------ Records to process ------

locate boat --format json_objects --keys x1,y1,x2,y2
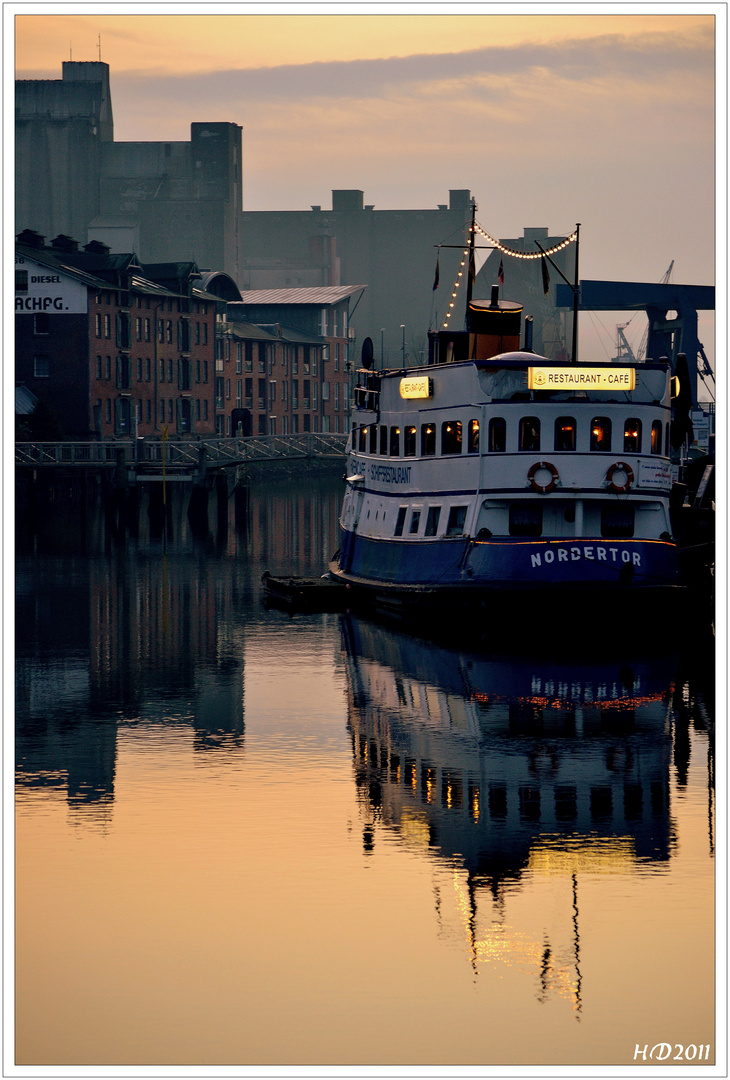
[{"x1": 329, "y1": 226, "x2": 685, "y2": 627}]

------
------ Records to process ------

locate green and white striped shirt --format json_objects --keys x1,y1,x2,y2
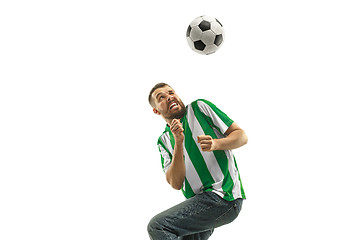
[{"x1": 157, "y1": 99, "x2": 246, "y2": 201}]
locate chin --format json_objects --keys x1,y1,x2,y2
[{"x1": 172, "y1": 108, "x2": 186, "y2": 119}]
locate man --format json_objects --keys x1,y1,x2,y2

------

Task statement:
Retype only the lines above between the line with "locate chin --format" and the line with "locate man --format", counting those two lines as well, and keep every character as it is.

Result:
locate chin --format json_objects --keys x1,y1,x2,y2
[{"x1": 172, "y1": 108, "x2": 186, "y2": 119}]
locate man --format json_objects --keys x1,y1,x2,y2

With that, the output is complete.